Kutipan Halaman
-------------------------
Ada satu (ayat) lagi yang terlintas dikepala saya, "Barangsiapa setia dalam perkara-perkara kecil, ia setia juga dalam perkara-perkara besar. Dan barangsiapa tidak benar dalam perkara-perkara kecil, ia tidak benar juga dalam perkara-perkara besar." Prinsip itu sangat relevan di dunia saham, jika anda ingin menjadi kaya atau mengelola dana yang besar, maka pertama-tama anda harus menguasai dulu ilmu dan disiplin dengan apa yang sudah anda punya saat ini. Anda tidak akan bisa kaya disaham jika cara anda masih seperti mencari 'uang jajan' dari hasil trading anda. Anda harus memperlakukan modal anda saat ini seakan mengelola dana yang besar, maka tinggal tunggu waktu saja Yang Maha Besar memberikan kesempatan untuk anda mengelola yang lebih besar sesuai kemampuan anda nantinya.


Kritis dan Menjadi Waraslah!
-------------------------
Data yang Disediakan
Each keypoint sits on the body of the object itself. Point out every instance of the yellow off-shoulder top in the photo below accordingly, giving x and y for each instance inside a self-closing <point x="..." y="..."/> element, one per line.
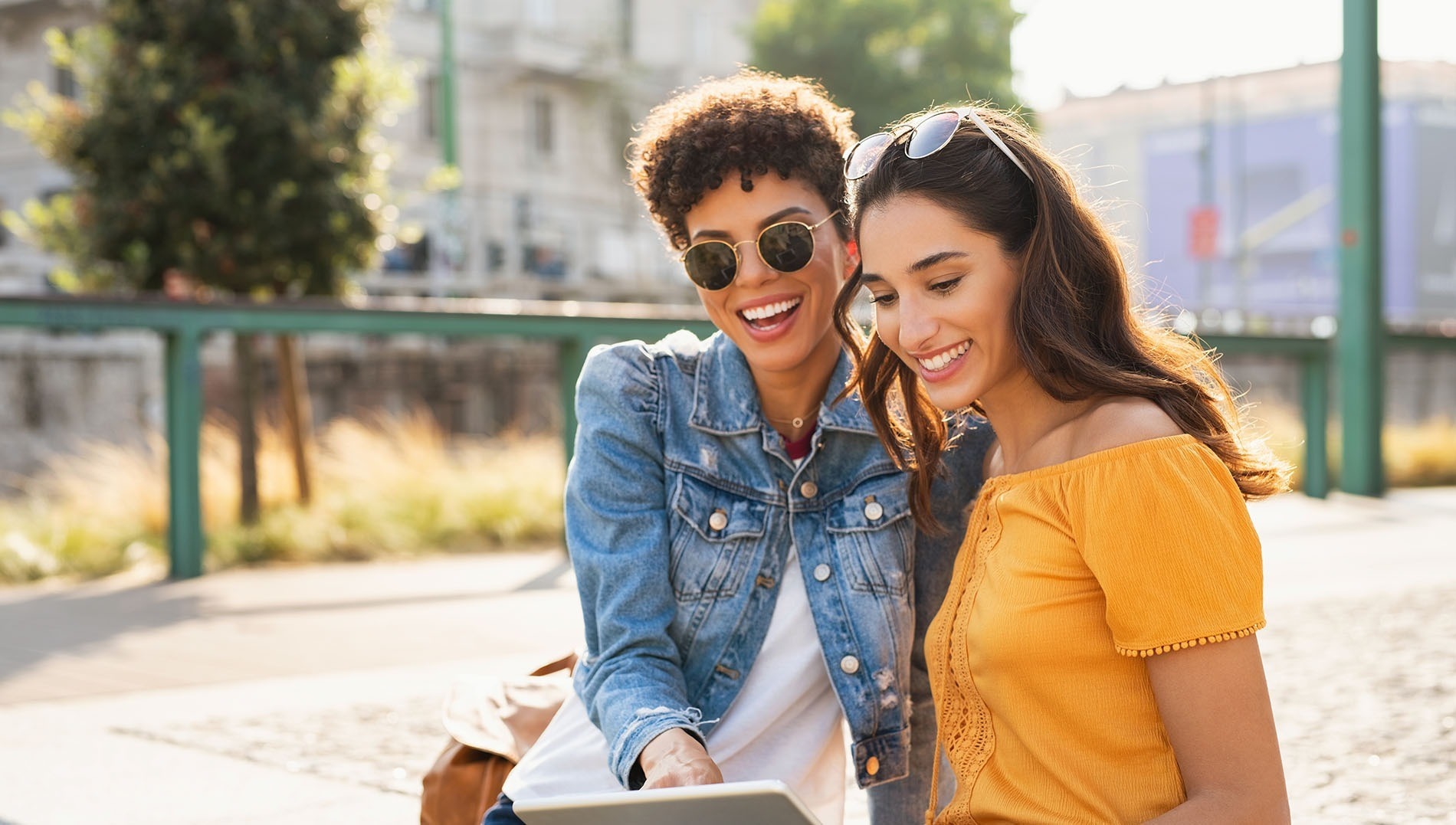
-------------------------
Tantangan
1. Tentukan apakah pernyataan (a), (b), dan (c) sesuai dengan kutipan halaman, lalu jawab ya atau tidak beserta kata-kata penentu dari kutipan halaman yang dikutip persis. (a) Prinsip tentang kesetiaan dalam perkara kecil dinilai relevan di dunia saham. (b) Modal yang dimiliki saat ini sebaiknya diperlakukan seperti uang jajan. (c) Orang yang ingin kaya harus lebih dulu menguasai ilmu dan disiplin dengan apa yang sudah dimilikinya.
2. Salin tanpa perubahan bagian kutipan halaman yang dimulai pada kata-kata "Ada satu (ayat)" dan berhenti setelah kata-kata "dan Menjadi Waraslah!".
Materi merupakan bahan tersendiri yang terpisah dari kutipan halaman.

Solusi per Tugas
1.
(a) Ya: "Prinsip itu sangat relevan di dunia saham"
(b) Tidak: "Anda harus memperlakukan modal anda saat ini seakan mengelola dana yang besar"
(c) Ya: "maka pertama-tama anda harus menguasai dulu ilmu dan disiplin dengan apa yang sudah anda punya saat ini"

2.
Ada satu (ayat) lagi yang terlintas dikepala saya, "Barangsiapa setia dalam perkara-perkara kecil, ia setia juga dalam perkara-perkara besar. Dan barangsiapa tidak benar dalam perkara-perkara kecil, ia tidak benar juga dalam perkara-perkara besar." Prinsip itu sangat relevan di dunia saham, jika anda ingin menjadi kaya atau mengelola dana yang besar, maka pertama-tama anda harus menguasai dulu ilmu dan disiplin dengan apa yang sudah anda punya saat ini. Anda tidak akan bisa kaya disaham jika cara anda masih seperti mencari 'uang jajan' dari hasil trading anda. Anda harus memperlakukan modal anda saat ini seakan mengelola dana yang besar, maka tinggal tunggu waktu saja Yang Maha Besar memberikan kesempatan untuk anda mengelola yang lebih besar sesuai kemampuan anda nantinya.


Kritis dan Menjadi Waraslah!